■ Exercise instructions: Gather every line below that contains the string "spool", matching case exactly, and copy each one.

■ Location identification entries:
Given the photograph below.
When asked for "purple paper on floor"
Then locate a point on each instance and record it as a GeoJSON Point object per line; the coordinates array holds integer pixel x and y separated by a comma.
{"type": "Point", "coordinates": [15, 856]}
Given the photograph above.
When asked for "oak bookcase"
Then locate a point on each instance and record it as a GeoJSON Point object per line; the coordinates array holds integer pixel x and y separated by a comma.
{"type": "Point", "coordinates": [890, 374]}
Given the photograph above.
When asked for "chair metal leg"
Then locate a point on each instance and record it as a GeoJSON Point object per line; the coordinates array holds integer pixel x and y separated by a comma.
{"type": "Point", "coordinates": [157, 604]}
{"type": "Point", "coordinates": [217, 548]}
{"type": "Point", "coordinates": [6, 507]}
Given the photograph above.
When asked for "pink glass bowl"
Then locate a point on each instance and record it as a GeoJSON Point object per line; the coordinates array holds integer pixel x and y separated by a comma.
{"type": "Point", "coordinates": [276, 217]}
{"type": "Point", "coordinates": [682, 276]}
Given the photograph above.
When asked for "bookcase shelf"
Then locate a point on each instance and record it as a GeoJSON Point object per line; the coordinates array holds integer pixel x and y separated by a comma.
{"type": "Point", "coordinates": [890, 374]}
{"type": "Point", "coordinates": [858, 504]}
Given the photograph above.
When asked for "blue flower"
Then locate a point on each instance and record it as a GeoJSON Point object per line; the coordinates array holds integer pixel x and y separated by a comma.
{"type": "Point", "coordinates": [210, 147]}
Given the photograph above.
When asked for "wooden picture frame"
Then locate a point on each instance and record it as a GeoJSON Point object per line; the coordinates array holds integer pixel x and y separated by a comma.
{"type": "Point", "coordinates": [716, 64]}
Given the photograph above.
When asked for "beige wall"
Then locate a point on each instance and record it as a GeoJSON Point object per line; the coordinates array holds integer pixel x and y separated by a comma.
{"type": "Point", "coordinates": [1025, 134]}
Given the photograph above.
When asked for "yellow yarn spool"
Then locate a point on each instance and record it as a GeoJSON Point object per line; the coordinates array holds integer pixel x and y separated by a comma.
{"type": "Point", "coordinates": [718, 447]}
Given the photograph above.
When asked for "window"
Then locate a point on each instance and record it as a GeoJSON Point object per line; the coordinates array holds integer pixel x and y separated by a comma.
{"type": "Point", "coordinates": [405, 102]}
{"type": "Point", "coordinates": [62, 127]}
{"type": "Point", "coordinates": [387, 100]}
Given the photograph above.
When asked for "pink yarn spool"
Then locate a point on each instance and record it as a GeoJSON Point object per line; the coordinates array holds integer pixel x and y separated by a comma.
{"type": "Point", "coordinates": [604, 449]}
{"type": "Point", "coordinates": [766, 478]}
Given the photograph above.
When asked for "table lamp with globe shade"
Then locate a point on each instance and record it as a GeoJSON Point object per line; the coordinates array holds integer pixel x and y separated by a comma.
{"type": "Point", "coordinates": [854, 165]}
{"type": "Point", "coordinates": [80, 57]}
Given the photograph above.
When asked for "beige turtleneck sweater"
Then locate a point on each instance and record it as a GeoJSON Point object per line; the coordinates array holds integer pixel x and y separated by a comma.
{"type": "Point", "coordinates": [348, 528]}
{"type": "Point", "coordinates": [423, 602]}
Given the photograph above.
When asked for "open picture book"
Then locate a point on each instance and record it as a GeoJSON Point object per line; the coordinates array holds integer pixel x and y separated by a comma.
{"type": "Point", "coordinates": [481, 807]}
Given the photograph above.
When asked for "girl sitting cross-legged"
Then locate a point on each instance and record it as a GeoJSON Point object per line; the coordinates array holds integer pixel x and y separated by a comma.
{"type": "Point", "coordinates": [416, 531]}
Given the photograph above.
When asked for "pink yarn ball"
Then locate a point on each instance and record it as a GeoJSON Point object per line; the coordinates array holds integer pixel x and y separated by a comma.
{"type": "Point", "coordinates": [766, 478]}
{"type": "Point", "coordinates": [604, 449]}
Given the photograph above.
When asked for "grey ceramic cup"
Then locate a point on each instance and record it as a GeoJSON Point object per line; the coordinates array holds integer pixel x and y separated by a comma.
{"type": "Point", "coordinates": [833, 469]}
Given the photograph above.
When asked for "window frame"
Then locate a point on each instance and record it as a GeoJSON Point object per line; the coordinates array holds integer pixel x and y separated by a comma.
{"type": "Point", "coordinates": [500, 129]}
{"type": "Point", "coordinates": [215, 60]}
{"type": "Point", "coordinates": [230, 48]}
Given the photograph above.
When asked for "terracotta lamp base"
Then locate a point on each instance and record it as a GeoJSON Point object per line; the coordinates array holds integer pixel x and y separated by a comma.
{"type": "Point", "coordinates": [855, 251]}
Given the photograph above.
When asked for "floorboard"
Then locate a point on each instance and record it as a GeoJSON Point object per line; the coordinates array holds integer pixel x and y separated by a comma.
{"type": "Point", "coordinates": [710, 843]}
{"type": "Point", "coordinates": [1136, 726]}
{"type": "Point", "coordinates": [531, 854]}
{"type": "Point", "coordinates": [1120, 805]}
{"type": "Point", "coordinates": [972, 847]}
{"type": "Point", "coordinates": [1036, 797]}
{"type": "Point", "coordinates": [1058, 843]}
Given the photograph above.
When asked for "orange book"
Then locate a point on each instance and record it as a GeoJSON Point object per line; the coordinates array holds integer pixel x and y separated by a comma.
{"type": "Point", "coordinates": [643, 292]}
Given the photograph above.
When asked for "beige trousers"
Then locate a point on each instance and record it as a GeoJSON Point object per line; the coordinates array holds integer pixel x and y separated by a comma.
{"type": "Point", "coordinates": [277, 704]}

■ Written answer:
When asked for "yellow yarn spool"
When asked for "pink yarn spool"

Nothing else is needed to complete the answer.